- [Directions for this task]: Copy out the lines word for word, starting at the line that contains "Batch job #47 — class: lace" and ending at the line that contains "616;284;742;451", with both of those lines included.

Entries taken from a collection
-=-=-
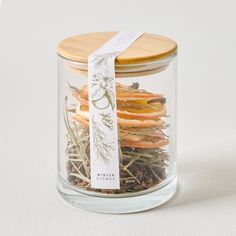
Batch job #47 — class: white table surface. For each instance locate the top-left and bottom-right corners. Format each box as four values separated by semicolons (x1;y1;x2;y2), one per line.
0;0;236;236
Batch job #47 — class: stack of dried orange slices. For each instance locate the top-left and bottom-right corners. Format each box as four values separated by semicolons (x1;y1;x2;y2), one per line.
71;83;168;148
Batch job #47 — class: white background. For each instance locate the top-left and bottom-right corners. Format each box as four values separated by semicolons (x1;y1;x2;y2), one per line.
0;0;236;236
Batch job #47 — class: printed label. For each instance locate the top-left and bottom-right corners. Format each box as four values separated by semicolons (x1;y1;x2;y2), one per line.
88;32;143;189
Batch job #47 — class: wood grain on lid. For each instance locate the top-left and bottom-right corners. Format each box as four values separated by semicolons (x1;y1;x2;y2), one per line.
57;32;177;65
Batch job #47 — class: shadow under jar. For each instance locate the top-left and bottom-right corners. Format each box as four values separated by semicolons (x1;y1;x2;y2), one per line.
57;32;177;213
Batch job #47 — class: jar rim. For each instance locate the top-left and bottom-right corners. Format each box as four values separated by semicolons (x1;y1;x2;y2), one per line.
57;51;177;78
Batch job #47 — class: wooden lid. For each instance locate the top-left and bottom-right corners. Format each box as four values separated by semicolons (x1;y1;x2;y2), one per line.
57;32;177;65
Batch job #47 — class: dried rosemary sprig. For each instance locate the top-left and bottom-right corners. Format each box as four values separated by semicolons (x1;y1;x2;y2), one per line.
64;99;168;194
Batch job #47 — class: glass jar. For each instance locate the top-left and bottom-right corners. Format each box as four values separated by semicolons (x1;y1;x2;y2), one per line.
57;32;177;213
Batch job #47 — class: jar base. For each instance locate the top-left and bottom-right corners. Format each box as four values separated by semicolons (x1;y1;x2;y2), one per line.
57;177;177;214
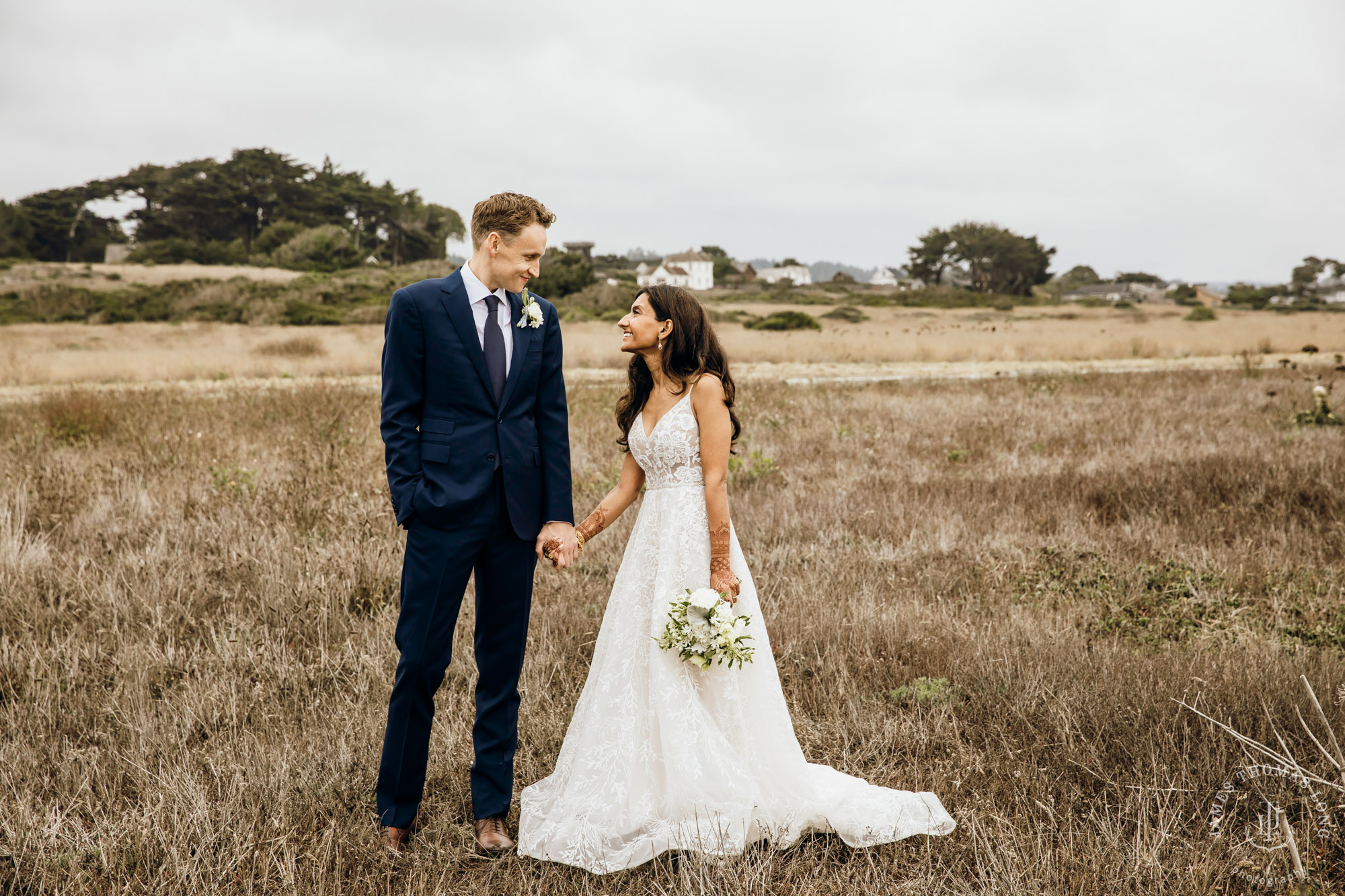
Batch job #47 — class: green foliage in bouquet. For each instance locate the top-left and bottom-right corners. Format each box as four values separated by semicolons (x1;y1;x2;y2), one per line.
654;588;755;669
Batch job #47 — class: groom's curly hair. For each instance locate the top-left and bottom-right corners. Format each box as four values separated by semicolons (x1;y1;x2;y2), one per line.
472;192;555;249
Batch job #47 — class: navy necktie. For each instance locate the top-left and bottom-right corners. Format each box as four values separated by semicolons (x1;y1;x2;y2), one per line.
482;292;506;407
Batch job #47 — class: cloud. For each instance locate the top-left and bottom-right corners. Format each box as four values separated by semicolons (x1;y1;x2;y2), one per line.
0;0;1345;280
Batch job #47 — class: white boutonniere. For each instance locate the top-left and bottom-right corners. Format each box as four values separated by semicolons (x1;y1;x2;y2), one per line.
514;286;542;329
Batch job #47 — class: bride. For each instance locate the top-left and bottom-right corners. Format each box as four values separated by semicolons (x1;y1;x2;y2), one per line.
518;285;955;874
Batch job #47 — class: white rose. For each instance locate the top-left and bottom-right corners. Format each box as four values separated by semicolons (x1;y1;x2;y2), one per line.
686;588;724;619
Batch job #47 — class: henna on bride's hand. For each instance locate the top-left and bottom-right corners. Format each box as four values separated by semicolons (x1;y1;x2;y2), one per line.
574;507;607;541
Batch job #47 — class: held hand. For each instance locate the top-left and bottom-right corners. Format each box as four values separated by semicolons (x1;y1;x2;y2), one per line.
535;522;580;569
710;569;741;607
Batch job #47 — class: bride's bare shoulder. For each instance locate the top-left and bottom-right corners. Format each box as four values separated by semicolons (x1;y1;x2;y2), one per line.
691;372;724;410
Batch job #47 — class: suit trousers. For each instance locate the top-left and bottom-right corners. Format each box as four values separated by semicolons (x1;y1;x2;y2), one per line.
377;470;537;827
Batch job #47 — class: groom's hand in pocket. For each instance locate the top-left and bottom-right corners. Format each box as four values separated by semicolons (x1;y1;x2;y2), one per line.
535;522;580;569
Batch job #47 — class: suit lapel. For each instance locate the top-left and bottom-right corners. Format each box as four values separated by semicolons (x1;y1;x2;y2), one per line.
498;292;534;407
438;270;495;403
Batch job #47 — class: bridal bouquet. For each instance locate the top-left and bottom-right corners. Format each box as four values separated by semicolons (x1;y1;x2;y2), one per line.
655;588;753;669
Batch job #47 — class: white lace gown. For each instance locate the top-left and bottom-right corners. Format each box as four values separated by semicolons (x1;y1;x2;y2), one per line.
518;390;955;874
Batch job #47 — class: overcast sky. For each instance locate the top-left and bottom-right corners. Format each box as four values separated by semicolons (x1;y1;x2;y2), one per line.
0;0;1345;281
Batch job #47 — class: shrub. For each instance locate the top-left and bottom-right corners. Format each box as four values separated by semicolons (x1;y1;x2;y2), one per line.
253;220;304;255
126;237;247;265
527;247;597;300
822;305;869;323
888;676;959;706
270;225;359;272
282;298;342;327
742;311;822;329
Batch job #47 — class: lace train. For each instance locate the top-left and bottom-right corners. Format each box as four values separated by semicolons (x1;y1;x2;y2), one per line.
518;398;956;874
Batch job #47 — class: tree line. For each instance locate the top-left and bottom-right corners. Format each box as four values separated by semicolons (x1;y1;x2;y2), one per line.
0;147;465;270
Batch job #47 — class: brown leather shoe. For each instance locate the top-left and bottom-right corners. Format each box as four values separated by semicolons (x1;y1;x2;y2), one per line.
476;818;514;853
383;827;410;853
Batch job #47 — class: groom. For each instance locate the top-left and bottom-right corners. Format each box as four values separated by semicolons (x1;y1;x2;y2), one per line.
377;192;578;852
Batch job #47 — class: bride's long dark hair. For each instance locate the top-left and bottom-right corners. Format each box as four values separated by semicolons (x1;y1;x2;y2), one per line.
616;284;742;451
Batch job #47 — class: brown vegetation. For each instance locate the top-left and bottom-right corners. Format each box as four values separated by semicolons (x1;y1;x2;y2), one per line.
0;304;1345;386
0;371;1345;895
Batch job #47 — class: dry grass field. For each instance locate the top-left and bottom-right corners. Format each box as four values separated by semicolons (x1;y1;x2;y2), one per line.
0;358;1345;896
0;304;1345;386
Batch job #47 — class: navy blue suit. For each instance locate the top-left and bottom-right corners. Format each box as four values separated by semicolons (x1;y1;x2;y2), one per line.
377;272;574;827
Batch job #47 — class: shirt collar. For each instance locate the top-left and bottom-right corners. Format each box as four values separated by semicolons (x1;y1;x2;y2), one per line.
460;261;508;304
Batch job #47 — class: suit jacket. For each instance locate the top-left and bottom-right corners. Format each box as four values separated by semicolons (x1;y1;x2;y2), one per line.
379;270;574;540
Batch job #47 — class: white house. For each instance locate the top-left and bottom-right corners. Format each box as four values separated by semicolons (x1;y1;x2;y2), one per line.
635;249;714;289
869;266;898;286
635;262;693;289
757;265;812;286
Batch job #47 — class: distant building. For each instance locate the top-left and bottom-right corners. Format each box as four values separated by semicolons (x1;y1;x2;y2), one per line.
1317;280;1345;305
564;242;593;263
635;249;714;289
757;265;812;286
1192;282;1228;308
869;266;900;286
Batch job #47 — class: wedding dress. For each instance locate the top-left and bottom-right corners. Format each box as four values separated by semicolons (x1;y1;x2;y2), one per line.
518;390;955;874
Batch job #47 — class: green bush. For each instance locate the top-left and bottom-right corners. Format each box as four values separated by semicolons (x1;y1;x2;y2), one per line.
527;247;597;301
822;305;869;323
126;237;247;265
282;300;342;327
742;311;822;329
264;225;359;272
253;220;304;255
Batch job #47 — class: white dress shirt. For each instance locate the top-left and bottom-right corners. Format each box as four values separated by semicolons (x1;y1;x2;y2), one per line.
460;262;514;375
459;262;569;525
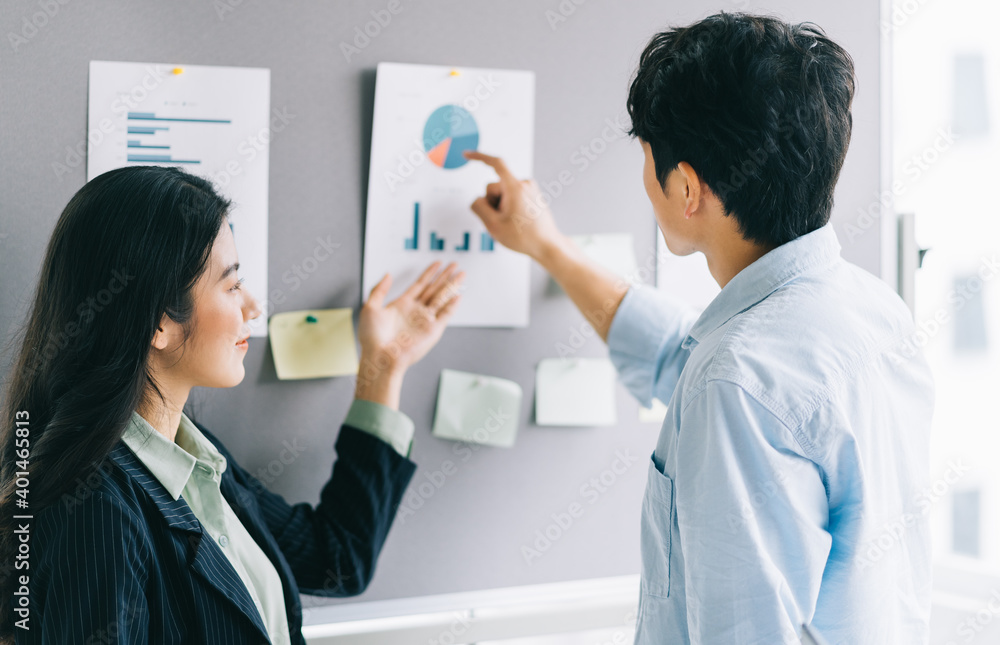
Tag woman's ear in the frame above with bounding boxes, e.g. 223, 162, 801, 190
152, 314, 181, 350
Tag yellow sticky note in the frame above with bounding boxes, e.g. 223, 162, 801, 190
268, 309, 358, 380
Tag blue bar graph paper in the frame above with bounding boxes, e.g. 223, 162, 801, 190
127, 155, 201, 163
128, 112, 232, 123
403, 202, 420, 251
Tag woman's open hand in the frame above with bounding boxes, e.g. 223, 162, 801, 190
356, 261, 465, 407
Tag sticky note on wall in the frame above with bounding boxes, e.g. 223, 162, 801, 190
535, 358, 617, 426
431, 370, 521, 447
268, 309, 358, 380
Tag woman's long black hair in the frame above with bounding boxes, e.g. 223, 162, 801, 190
0, 166, 230, 641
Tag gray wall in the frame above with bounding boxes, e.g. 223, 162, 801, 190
0, 0, 880, 602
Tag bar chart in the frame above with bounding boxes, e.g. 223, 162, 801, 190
403, 202, 493, 251
126, 112, 232, 164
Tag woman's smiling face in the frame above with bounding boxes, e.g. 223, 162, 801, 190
153, 220, 261, 388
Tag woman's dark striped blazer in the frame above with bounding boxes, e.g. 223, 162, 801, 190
15, 424, 416, 645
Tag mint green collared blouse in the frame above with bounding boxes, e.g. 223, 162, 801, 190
122, 399, 413, 645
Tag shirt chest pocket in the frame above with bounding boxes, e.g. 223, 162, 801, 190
639, 456, 674, 598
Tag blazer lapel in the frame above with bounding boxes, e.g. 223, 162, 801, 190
110, 441, 270, 642
221, 468, 302, 634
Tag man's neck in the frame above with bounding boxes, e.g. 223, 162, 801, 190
704, 237, 776, 288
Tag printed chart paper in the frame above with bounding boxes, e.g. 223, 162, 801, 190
87, 61, 271, 336
362, 63, 535, 327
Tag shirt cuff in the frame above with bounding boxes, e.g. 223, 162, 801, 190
344, 399, 414, 458
608, 285, 679, 361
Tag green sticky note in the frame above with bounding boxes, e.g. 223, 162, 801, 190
431, 370, 521, 447
268, 309, 358, 380
535, 358, 618, 426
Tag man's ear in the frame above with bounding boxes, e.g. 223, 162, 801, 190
677, 161, 702, 219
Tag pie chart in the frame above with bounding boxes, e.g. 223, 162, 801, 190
424, 105, 479, 170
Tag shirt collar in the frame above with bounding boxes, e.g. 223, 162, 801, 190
682, 222, 840, 349
122, 411, 226, 500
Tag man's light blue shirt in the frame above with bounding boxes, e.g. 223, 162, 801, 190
608, 224, 934, 645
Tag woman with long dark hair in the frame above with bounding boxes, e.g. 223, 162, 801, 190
0, 166, 463, 644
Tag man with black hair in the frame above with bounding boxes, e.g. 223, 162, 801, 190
-=-=-
- [Answer to the task]:
Batch job #47 — class: lace train. For each instance locate the top-left and bottom-right corners. Format each box as four values separated by semicolons (x1;y1;x2;y2), one per line.
518;398;956;874
Batch job #47 — class: tree line. For each instance locate the top-left and bottom-right corners. Format each box as four values separated by semicolons (x1;y1;x2;y2), one per line.
0;147;465;270
Batch job #47 — class: brown leather shoe. For each instance locate the top-left and bottom-right corners. Format each box as four values separated by semicolons (x1;y1;x2;y2), one per line.
476;818;514;853
383;827;410;853
Batch job #47 — class: groom. For each instance locate the top-left and bottom-right corners. Format each box as four values separated by semicolons (x1;y1;x2;y2), one per line.
377;192;578;852
Batch job #47 — class: bride's long dark hair. For each instance locate the top-left and bottom-right corners. Format each box as four values separated by semicolons (x1;y1;x2;y2), one per line.
616;284;742;451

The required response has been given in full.